§ Questions on the material
(a) Answer these questions about the DXM post:
(i) Which website does it suggest searching for similar stories?
(ii) According to the post, what two things is the temporal lobe very important in?
(iii) For how long does the post say the DP would seem to be in effect?
(b) Revise the DXM post from "But the brain" to "bend your mind.", replacing "bad trips" with "difficult trips".

§ Selected extract

You might search erowid for stories from individuals who have had similar symptoms/experiences with DXM.
The temporal lobe is very important in processing sensory data and assigning emotional context to that information. Alteration of processes in the temporal lobe is how recreational drugs work. For most, the processes return to normal when the drug leaves the body.
My pet theory is that the brain is adaptive, and the adaptation is relative to the amplitude of the emotional/sensory experience.
But the brain is also designed to adapt to external stimulus, and not internal events such as those caused by infusing dummy transmitters into your temporal lobe. In other words, bad trips confuse and bend your mind.
To try to answer your question, It would seem logical that the DP would be in effect as long as the PET scans are abnormal.
If it is possible to reprogram the affected areas of the brain, I don't think anyone has a clue as to how to do it.

§ Input data
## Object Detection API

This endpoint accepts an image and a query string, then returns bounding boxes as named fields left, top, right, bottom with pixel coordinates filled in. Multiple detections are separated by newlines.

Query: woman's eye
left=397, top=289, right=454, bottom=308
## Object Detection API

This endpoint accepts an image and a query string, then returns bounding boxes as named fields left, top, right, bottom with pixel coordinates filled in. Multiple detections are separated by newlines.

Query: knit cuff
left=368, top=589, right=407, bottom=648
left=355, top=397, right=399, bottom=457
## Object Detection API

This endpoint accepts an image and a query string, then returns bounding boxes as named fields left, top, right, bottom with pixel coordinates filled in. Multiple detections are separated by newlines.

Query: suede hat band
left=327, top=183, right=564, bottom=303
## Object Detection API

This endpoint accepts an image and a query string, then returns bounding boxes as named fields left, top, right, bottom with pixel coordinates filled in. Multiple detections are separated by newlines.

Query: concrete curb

§ Responses to the exercise
(a)
(i) Erowid.
(ii) Processing sensory data and assigning emotional context to that information.
(iii) As long as the PET scans are abnormal.

(b)
But the brain is also designed to adapt to external stimulus, and not internal events such as those caused by infusing dummy transmitters into your temporal lobe. In other words, difficult trips confuse and bend your mind.